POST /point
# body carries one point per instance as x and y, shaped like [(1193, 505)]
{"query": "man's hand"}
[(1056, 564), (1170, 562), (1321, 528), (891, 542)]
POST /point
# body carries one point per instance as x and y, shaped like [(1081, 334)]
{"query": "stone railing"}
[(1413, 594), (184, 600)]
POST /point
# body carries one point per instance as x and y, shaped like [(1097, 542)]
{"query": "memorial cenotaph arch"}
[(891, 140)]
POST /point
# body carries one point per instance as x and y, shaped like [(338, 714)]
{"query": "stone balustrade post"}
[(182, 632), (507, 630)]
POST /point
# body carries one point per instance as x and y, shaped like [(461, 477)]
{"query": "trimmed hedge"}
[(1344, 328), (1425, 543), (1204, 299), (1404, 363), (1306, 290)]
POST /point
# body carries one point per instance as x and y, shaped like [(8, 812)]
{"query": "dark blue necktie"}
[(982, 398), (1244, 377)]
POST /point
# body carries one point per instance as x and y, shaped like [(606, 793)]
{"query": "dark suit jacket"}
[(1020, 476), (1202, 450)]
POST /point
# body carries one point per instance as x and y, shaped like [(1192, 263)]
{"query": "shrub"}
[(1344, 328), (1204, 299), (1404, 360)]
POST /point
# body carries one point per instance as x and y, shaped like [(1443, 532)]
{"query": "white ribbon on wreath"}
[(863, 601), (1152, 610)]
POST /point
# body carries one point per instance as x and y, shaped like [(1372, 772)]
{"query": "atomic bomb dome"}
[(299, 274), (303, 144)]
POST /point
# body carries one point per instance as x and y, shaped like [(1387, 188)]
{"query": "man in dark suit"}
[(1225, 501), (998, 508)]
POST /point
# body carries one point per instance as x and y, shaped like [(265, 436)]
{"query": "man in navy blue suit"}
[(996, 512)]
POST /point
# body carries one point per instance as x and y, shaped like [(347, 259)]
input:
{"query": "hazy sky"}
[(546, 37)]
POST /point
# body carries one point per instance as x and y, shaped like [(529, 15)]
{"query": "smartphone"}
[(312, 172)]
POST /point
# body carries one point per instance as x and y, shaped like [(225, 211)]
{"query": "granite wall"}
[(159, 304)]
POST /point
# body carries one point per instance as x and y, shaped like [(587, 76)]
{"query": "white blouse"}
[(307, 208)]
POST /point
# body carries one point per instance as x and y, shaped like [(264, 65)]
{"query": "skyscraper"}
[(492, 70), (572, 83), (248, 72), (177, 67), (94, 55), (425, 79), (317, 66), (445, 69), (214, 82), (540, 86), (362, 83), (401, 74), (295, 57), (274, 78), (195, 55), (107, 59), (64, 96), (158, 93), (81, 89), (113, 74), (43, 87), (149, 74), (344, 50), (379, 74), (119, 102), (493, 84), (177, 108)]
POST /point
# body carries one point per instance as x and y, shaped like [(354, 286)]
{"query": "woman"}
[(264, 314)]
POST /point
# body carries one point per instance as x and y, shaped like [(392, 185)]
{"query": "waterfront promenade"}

▬▬▬▬▬▬

Set task:
Arrange every line of the listing above as a Markdown table with the columns "Number" and "Entry," omitting any blank lines.

Solution for this exercise:
| Number | Entry |
|---|---|
| 1 | POST /point |
| 2 | # body carries one point per instance as x and y, shaped like [(1193, 505)] |
| 3 | {"query": "man's hand"} |
| 4 | [(1056, 564), (1170, 562), (1321, 528), (891, 542)] |
| 5 | POST /point |
| 6 | # body carries one point per instance as x and y, shaped like [(1081, 334)] |
| 7 | {"query": "stone railing"} |
| 8 | [(1413, 594), (184, 600)] |
| 9 | POST /point |
| 10 | # body carries one point per instance as x and y, shaped like [(1097, 542)] |
| 11 | {"query": "memorial cenotaph arch"} |
| 12 | [(891, 140)] |
| 13 | POST /point |
| 14 | # body carries one point per instance as x and y, shaped like [(338, 714)] |
| 15 | {"query": "stone balustrade post"} |
| 16 | [(182, 632), (507, 630)] |
| 17 | POST /point |
| 18 | # body carries one point per instance as x and y, shaped like [(461, 477)] |
| 19 | {"query": "trimmed hedge"} |
| 20 | [(1344, 328), (1425, 543), (1204, 299), (1404, 363), (1306, 290)] |
| 21 | POST /point |
| 22 | # body carries one point per instance as x and y, shaped like [(8, 812)] |
| 23 | {"query": "dark blue necktie"} |
| 24 | [(982, 398), (1244, 377)] |
| 25 | POST /point |
| 26 | # body carries one point per instance as x and y, shaped like [(606, 793)] |
| 27 | {"query": "dark suit jacket"} |
| 28 | [(1020, 476), (1202, 450)] |
| 29 | POST /point |
| 30 | # body carries one point per instance as x and y, shaped like [(1192, 263)] |
| 31 | {"query": "shrub"} |
| 32 | [(1344, 328), (1204, 299), (1404, 360)] |
| 33 | POST /point |
| 34 | # body carries one point per instance as x and y, shaped like [(1443, 532)] |
| 35 | {"query": "white ribbon on wreath"} |
| 36 | [(863, 601), (1152, 610)] |
| 37 | POST /point |
| 38 | # body carries one point per instance as x and y, shaped like [(1372, 772)] |
| 39 | {"query": "atomic bomb dome"} |
| 40 | [(299, 274), (303, 144)] |
| 41 | POST /point |
| 42 | # body carries one point per instance as x and y, shaped like [(1387, 188)] |
| 43 | {"query": "man in dark suit"} |
| 44 | [(1225, 501), (998, 508)] |
| 45 | POST /point |
| 46 | # body carries one point per instance as x and y, shaped like [(265, 436)] |
| 47 | {"query": "man in navy blue suit"} |
| 48 | [(996, 512)] |
| 49 | POST /point |
| 50 | # body carries one point per instance as x and y, shaped like [(347, 259)] |
| 51 | input: |
| 52 | {"query": "hazy sky"} |
| 53 | [(546, 37)] |
| 54 | POST /point |
| 55 | # body carries one point per instance as x and y, shaped like [(529, 15)] |
| 56 | {"query": "smartphone"} |
| 57 | [(312, 172)] |
| 58 | POST /point |
| 59 | # body carries one point per instance as x and y, shaped like [(225, 211)] |
| 60 | {"query": "granite wall"} |
| 61 | [(159, 304)] |
| 62 | POST /point |
| 63 | # body carries one point per instance as x and y, shaped like [(587, 76)] |
| 64 | {"query": "white blouse"} |
| 65 | [(307, 208)] |
| 66 | POST /point |
| 67 | # body carries one point per instance as x and y, shaped like [(264, 65)] |
| 68 | {"query": "skyscraper"} |
| 69 | [(492, 70), (572, 83), (248, 72), (177, 67), (94, 55), (425, 79), (317, 66), (445, 69), (214, 82), (540, 86), (362, 83), (401, 74), (295, 57), (274, 78), (195, 55), (107, 59), (64, 96), (158, 93), (81, 89), (113, 74), (43, 87), (149, 74), (344, 50), (379, 74), (119, 102), (493, 84), (177, 108)] |
| 70 | POST /point |
| 71 | # body carries one point per instance as x and y, shaped like [(354, 286)] |
| 72 | {"query": "woman"} |
| 73 | [(264, 314)] |
| 74 | POST /point |
| 75 | # body carries one point per instance as x and y, shaped like [(392, 185)] |
| 76 | {"query": "waterfront promenade"} |